By - Dry_Back_1116
`COPY`, as name suggests, copies stuff to your image. So, if you remove it `pip install` will fail (won't be able to find `requirements.txt` file) and if you remove it as well `CMD` will fail because `main.py` file will be missing.
It's not mandatory to use `COPY` in your `Dockerfile`. You need to use it if you want to copy files to your image.
ahh I see, so yeah I am building an image and I planned deploying that image,
so copy is a must ah!
Thank you so much
You could put all `pip install` commands as RUN-commands instead. I don't recommend it, but it would remove the copy command if you want a standalone dockerfile. It would make caching more granular, which could be beneficial.
Huh? Removing a copy of requirements and it's install would create less efficient image I believe; assuming that requirements are stable.
One more thing: I'd pin pip version; and question - to pythonistas - is upgrading pip in docker image really necessary?
Many packages won't install using the pip versions that many distros ship. It's pretty common to just upgrade pip after creating a virtualenv.
I'm not saying it's a good idea. Just saying it's completely possible.
Mate, just remove it and see what happens, 90% of work in it is messing around with things.
Are you confused about what COPY does or why theres two of them?

☆ ☆ ☆

**Short problem A:** Summarize the Dockerfile COPY thread in two sentences.
**Short problem B:** Write out the Dockerfile COPY thread word for word, everything from "Thank you so" down to "two of them?".

☆ ☆ ☆

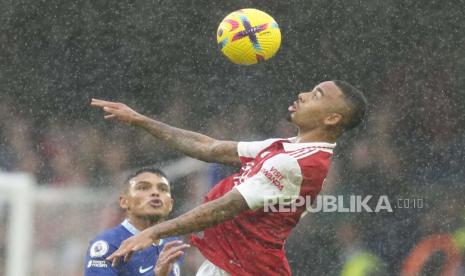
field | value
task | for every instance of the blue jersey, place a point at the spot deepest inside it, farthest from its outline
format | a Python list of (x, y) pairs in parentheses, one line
[(141, 263)]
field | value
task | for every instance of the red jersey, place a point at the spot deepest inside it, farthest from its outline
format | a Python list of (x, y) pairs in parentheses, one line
[(253, 242)]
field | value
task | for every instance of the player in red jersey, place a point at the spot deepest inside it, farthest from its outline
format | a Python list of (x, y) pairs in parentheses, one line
[(240, 236)]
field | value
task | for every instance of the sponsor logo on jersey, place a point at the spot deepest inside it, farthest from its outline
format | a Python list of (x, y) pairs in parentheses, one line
[(99, 249), (97, 263), (274, 176), (143, 270)]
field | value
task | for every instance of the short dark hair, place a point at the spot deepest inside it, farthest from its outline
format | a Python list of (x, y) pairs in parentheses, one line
[(357, 102), (153, 170)]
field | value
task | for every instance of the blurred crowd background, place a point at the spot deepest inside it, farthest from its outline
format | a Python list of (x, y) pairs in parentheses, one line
[(161, 58)]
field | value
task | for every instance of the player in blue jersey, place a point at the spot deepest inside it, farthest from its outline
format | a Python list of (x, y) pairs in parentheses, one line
[(146, 197)]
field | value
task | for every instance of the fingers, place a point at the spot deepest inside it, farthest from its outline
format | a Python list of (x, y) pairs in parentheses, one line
[(175, 253), (171, 244), (176, 249), (102, 103), (174, 257)]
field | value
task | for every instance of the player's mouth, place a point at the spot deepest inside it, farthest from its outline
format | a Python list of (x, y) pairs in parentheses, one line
[(293, 107), (156, 203)]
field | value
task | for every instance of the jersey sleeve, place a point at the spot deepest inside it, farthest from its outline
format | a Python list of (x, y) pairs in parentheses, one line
[(251, 149), (176, 270), (279, 180), (96, 263)]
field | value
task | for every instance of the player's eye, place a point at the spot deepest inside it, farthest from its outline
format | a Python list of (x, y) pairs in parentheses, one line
[(143, 187)]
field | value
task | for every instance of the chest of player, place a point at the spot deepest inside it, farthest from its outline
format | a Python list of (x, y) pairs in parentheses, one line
[(253, 166)]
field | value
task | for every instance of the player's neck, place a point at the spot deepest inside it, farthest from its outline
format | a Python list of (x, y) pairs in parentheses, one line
[(316, 135)]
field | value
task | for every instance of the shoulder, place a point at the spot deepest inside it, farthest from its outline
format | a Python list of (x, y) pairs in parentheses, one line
[(106, 241)]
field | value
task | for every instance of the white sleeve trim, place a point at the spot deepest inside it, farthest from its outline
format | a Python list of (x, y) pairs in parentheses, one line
[(278, 180), (251, 149)]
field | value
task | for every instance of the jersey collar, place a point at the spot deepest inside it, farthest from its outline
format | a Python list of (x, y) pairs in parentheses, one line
[(292, 145)]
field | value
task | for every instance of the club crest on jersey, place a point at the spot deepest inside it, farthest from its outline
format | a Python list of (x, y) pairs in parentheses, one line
[(263, 154), (99, 249)]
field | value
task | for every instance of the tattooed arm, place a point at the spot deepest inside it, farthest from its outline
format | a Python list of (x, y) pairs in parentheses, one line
[(199, 218), (193, 144)]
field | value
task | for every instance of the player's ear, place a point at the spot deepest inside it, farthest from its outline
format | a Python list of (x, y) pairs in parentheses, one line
[(333, 119), (123, 202)]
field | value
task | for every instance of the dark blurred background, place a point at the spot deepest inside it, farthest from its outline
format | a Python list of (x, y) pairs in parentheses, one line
[(161, 58)]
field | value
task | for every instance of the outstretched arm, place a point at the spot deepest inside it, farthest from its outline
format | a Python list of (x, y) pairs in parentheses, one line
[(199, 218), (193, 144)]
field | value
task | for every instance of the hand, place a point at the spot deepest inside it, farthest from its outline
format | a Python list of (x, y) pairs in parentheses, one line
[(168, 256), (119, 111), (135, 243)]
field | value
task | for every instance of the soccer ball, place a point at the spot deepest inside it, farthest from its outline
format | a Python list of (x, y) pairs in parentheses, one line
[(248, 36)]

☆ ☆ ☆

**Expected answer A:** COPY puts files into the image, so removing it makes pip install fail for lack of requirements.txt and makes CMD fail without main.py, though COPY is only needed when files must be copied in. Replies suggest the pip install commands could be written as RUN commands instead, disagree on whether that would make the image less efficient, and note that many packages won't install with the pip versions distros ship, so pip is commonly upgraded.

**Expected answer B:**
Thank you so much
You could put all `pip install` commands as RUN-commands instead. I don't recommend it, but it would remove the copy command if you want a standalone dockerfile. It would make caching more granular, which could be beneficial.
Huh? Removing a copy of requirements and it's install would create less efficient image I believe; assuming that requirements are stable.
One more thing: I'd pin pip version; and question - to pythonistas - is upgrading pip in docker image really necessary?
Many packages won't install using the pip versions that many distros ship. It's pretty common to just upgrade pip after creating a virtualenv.
I'm not saying it's a good idea. Just saying it's completely possible.
Mate, just remove it and see what happens, 90% of work in it is messing around with things.
Are you confused about what COPY does or why theres two of them?